Description of the task |
List each line in the entries below that contains the word "yellow".

Records for this exercise |
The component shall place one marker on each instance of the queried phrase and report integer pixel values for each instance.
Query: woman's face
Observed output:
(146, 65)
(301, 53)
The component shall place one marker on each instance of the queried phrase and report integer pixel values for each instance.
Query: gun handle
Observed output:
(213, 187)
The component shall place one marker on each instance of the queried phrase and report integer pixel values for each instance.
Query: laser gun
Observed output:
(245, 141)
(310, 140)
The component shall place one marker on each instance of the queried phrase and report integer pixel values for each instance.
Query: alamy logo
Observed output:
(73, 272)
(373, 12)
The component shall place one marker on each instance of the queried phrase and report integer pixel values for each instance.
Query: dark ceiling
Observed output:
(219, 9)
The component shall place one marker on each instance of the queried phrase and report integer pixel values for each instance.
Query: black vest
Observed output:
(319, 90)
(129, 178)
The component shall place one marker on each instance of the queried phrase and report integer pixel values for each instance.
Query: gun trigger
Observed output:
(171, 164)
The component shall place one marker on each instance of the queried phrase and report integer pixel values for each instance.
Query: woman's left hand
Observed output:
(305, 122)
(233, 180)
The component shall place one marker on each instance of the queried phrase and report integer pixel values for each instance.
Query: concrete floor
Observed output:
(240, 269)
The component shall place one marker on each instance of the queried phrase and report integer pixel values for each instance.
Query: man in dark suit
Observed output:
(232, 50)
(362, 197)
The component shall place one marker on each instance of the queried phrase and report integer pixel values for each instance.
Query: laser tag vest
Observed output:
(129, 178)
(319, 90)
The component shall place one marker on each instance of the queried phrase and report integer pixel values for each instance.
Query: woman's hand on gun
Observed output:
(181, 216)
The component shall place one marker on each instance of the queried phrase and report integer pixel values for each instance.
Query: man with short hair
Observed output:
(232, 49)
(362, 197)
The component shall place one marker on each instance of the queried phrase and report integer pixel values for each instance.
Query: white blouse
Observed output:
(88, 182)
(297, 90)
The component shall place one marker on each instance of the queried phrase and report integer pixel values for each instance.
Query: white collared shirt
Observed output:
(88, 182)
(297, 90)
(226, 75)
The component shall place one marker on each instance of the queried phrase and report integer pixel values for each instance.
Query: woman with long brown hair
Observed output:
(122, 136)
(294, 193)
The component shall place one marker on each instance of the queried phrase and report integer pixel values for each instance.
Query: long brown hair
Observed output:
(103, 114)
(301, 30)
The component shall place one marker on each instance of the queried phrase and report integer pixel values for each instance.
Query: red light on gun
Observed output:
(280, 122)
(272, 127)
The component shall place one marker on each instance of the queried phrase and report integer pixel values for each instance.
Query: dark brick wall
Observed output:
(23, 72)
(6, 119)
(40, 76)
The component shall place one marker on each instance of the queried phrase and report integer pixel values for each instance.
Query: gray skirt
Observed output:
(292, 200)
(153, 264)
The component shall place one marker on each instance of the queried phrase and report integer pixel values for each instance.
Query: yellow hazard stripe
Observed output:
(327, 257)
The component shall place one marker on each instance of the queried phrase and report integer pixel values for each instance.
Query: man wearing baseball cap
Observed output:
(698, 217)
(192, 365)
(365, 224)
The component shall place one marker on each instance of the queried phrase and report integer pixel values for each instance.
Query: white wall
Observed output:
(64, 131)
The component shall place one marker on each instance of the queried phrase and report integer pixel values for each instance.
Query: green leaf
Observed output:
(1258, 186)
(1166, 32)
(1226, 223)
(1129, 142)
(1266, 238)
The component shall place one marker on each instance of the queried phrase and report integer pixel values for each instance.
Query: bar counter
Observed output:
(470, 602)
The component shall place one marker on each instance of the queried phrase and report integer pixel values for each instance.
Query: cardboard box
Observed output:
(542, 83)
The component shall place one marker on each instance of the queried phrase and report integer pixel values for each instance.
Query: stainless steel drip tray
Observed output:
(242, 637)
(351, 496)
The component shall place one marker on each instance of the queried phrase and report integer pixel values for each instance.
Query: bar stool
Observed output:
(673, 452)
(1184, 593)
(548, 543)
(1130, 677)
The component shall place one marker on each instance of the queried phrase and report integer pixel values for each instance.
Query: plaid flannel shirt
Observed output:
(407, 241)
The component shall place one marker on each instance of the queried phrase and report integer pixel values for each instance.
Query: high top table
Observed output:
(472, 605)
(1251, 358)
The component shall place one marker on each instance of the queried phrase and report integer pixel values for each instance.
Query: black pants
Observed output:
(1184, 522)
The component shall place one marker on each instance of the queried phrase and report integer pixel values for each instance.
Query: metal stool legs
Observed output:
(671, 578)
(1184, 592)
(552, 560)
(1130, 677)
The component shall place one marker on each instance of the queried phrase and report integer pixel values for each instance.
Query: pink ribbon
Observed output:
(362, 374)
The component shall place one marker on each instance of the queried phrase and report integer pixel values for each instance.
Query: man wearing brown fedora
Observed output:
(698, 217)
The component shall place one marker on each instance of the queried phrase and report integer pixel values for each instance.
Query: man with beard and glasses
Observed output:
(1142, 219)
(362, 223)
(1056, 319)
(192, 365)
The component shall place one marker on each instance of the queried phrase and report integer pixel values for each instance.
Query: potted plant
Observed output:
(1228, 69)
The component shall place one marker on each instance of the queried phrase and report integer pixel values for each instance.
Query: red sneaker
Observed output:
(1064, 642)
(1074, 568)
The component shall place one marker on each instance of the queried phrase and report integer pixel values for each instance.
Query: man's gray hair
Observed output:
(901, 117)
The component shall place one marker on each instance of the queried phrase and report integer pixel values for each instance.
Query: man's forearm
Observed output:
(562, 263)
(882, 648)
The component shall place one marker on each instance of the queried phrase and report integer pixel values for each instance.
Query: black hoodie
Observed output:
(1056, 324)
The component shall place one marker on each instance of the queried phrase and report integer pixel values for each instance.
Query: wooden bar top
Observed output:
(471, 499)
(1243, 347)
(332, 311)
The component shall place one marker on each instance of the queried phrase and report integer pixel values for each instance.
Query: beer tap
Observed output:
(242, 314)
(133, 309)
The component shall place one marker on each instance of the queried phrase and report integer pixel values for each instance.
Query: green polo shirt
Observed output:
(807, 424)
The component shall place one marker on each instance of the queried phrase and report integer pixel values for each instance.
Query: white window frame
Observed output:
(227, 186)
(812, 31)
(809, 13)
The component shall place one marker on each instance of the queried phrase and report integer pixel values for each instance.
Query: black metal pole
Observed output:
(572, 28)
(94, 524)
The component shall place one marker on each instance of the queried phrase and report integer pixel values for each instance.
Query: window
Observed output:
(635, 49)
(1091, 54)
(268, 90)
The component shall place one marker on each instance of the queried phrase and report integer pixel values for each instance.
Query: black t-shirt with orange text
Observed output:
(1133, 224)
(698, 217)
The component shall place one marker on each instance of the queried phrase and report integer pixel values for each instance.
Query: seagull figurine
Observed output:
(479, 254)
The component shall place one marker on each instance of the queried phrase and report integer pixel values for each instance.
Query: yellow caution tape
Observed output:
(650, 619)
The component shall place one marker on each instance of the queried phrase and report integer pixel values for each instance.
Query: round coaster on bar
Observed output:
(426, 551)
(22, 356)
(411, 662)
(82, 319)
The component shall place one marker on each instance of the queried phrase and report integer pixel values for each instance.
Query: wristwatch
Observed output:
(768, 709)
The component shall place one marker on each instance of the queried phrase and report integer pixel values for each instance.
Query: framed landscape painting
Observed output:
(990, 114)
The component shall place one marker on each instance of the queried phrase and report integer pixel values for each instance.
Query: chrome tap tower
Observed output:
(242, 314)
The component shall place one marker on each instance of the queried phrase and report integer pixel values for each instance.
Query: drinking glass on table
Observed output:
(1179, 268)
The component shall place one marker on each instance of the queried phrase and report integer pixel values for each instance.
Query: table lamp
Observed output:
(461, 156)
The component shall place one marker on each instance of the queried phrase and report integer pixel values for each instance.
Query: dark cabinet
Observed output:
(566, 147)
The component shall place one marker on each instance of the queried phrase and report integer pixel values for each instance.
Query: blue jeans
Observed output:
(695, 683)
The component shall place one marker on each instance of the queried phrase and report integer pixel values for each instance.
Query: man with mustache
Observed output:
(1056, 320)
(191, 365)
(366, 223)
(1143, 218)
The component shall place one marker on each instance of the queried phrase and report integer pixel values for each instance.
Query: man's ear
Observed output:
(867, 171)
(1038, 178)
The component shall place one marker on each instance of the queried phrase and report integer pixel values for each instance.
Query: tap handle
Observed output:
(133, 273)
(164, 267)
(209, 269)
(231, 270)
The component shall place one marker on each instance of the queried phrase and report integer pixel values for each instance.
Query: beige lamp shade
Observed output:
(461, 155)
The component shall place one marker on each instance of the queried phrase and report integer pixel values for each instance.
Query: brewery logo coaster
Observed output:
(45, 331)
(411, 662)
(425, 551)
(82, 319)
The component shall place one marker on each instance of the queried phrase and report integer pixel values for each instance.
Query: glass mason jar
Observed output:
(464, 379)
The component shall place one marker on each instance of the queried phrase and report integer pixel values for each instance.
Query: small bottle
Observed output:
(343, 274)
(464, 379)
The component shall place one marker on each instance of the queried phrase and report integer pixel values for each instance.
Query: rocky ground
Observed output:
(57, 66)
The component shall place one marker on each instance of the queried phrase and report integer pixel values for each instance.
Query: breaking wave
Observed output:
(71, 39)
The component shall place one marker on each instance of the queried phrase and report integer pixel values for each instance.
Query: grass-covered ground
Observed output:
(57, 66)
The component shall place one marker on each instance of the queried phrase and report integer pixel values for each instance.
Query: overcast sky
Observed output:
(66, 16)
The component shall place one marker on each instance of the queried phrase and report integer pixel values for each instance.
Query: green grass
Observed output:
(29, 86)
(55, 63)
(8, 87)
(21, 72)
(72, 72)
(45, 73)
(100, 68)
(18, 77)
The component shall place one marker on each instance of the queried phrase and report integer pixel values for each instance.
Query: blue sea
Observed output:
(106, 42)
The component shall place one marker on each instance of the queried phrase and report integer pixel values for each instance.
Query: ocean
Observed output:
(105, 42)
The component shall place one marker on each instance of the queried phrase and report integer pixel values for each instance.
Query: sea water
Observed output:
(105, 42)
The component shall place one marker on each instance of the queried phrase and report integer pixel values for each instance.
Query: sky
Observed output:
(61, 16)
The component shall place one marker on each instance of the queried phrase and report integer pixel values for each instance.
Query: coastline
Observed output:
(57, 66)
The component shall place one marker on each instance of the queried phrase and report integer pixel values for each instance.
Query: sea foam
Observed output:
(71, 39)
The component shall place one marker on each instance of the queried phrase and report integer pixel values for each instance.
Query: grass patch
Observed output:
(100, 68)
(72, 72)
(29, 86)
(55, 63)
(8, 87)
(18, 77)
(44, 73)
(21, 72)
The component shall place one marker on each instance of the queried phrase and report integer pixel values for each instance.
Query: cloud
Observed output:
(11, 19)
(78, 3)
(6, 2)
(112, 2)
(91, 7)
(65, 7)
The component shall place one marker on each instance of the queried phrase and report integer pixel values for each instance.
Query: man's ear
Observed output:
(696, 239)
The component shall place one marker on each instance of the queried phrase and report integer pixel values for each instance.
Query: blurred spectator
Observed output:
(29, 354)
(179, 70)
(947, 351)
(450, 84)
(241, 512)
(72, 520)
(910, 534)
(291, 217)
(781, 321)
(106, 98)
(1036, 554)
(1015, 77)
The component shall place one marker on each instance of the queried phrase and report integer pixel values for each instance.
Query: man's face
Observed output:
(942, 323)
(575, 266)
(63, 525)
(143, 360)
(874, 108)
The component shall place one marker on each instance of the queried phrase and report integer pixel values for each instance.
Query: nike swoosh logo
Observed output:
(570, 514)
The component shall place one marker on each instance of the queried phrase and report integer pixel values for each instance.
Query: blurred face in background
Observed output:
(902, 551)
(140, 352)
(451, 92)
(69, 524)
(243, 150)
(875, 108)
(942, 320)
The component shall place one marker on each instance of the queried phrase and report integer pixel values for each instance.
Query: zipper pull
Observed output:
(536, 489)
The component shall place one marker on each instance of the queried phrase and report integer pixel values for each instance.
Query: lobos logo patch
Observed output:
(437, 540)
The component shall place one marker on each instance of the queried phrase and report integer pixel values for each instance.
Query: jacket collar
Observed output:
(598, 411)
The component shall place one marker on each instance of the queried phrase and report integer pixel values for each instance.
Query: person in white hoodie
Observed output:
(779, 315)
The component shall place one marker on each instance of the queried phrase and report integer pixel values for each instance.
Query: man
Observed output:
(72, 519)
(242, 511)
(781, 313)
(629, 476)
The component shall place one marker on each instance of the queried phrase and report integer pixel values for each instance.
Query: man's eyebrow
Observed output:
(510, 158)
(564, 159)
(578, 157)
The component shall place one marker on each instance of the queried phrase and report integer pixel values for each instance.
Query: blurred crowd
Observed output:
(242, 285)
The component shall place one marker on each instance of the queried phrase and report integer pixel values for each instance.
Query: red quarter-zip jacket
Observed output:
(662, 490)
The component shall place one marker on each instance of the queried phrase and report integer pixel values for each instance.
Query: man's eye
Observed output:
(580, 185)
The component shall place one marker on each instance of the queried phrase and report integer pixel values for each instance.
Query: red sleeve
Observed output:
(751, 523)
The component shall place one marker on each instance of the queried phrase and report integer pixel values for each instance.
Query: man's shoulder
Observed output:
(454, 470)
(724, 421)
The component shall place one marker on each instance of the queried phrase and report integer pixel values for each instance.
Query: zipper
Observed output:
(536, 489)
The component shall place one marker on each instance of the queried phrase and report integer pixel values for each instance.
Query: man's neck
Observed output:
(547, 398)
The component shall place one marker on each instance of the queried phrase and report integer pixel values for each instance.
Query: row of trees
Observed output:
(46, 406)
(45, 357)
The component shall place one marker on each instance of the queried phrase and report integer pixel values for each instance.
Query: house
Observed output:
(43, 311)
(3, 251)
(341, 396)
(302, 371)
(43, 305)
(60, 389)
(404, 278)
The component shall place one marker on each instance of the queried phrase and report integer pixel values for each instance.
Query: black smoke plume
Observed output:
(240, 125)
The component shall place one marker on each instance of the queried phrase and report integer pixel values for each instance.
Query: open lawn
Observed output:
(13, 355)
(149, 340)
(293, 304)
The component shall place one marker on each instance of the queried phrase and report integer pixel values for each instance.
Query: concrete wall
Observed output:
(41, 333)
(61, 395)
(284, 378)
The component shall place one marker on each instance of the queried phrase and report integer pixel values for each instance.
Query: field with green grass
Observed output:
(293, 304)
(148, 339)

Solution |
Query: yellow hazard stripe
Query: yellow caution tape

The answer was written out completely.